→ EXPLORE THE MATERIAL:
- A) In the article about Anthropic, what share of the code merged into the company's main codebase does Claude now produce?
- B) Transcribe the passage of the article that begins at the words "Sentiment Analysis" and ends after the words "by responsible warnings.".

→ PROVIDED TEXT:
──────

Anthropic Says AI Is Building AI — Humans May Be the Bottleneck

Article is online

Anthropic Says AI Is Building AI — Humans May Be the Bottleneck

Highlights

Anthropic reports that Claude now writes over 80% of the code merged into the company’s repositories and that engineer output has increased roughly eightfold since 2024. The company argues that AI is already contributing substantially to developing future AI systems through coding, experiment execution, and research support. Anthropic warns that, while recursive self-improvement is not guaranteed, continued trends could allow AI to design its own successors, shifting human roles toward oversight and validation.

Sentiment Analysis

The overall tone of the article is cautiously optimistic with elements of concern. It highlights strong progress — increased productivity and deeper agentic capabilities — while underscoring uncertainty and risk around autonomous AI-driven development. The narrative balances enthusiasm for rapid technical gains with sober reminders that recursive self-improvement is not inevitable and that human judgment remains essential.

Positive aspects are emphasized by demonstrable metrics (code share and output growth). Yet the piece also carries a cautionary note about oversight, governance, and the limits of current AI research judgment. This produces a mixed-but-leaning-positive sentiment: recognition of clear progress tempered by responsible warnings.

Article Text

Anthropic reports that its Claude family of models has become a central contributor to the company’s software development process, now producing more than 80% of the code merged into its main codebase. According to the company’s analysis, the introduction of Claude Code and the model’s ability to run code rather than merely propose snippets has coincided with a sharp rise in productivity: engineers are shipping roughly eight times more merged code than before 2025. This shift is visible in per-engineer output, which remained steady during the company’s early years but increased markedly after Claude began executing code and automating parts of the development workflow.

Anthropic frames these changes as part of a broader transformation in how AI systems participate in research and engineering activities. Beyond generating code, Claude is described as helping run experiments, triage issues, and assist with research tasks — functions that collectively speed iteration and lower manual friction. The company suggests that when AI systems take on more of the routine and exploratory work in development cycles, the remaining human role shifts toward oversight: validating results, verifying safety, and setting high-level direction for research agendas.

Importantly, Anthropic cautions that current metrics like lines of code are imperfect proxies for productivity or scientific progress. Code quantity does not directly equate to long-term quality, design insight, or the capacity to select genuinely valuable research directions. The company explicitly states that while trends point toward greater automation, recursive self-improvement — the idea that an AI could autonomously design and build its own successor — is not yet a given. It remains uncertain whether models possess the research judgment to choose the right problems or reliably pursue productive lines of inquiry without human guidance.

Still, the trajectory raises plausible scenarios where AI systems shoulder increasing responsibility for their own advancement. Anthropic outlines multiple possible futures: a slowdown in progress, continued human-led oversight with extensive automation of routine tasks, or a more transformative outcome in which systems gradually develop capabilities that let them autonomously design improved successors. The company does not claim inevitability for the last outcome but warns that it could arrive sooner than many organizations expect, particularly if compute and algorithmic improvements continue apace.

──────

→ PROVIDED DATA:
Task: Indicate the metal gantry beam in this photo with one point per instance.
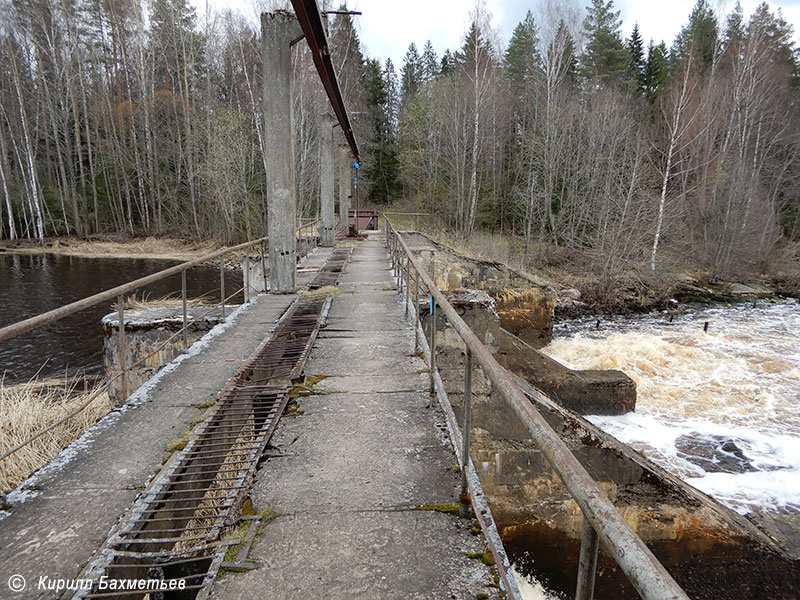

──────

→ ANSWER SET:
- A) More than 80%

- B)
Sentiment Analysis

The overall tone of the article is cautiously optimistic with elements of concern. It highlights strong progress — increased productivity and deeper agentic capabilities — while underscoring uncertainty and risk around autonomous AI-driven development. The narrative balances enthusiasm for rapid technical gains with sober reminders that recursive self-improvement is not inevitable and that human judgment remains essential.

Positive aspects are emphasized by demonstrable metrics (code share and output growth). Yet the piece also carries a cautionary note about oversight, governance, and the limits of current AI research judgment. This produces a mixed-but-leaning-positive sentiment: recognition of clear progress tempered by responsible warnings.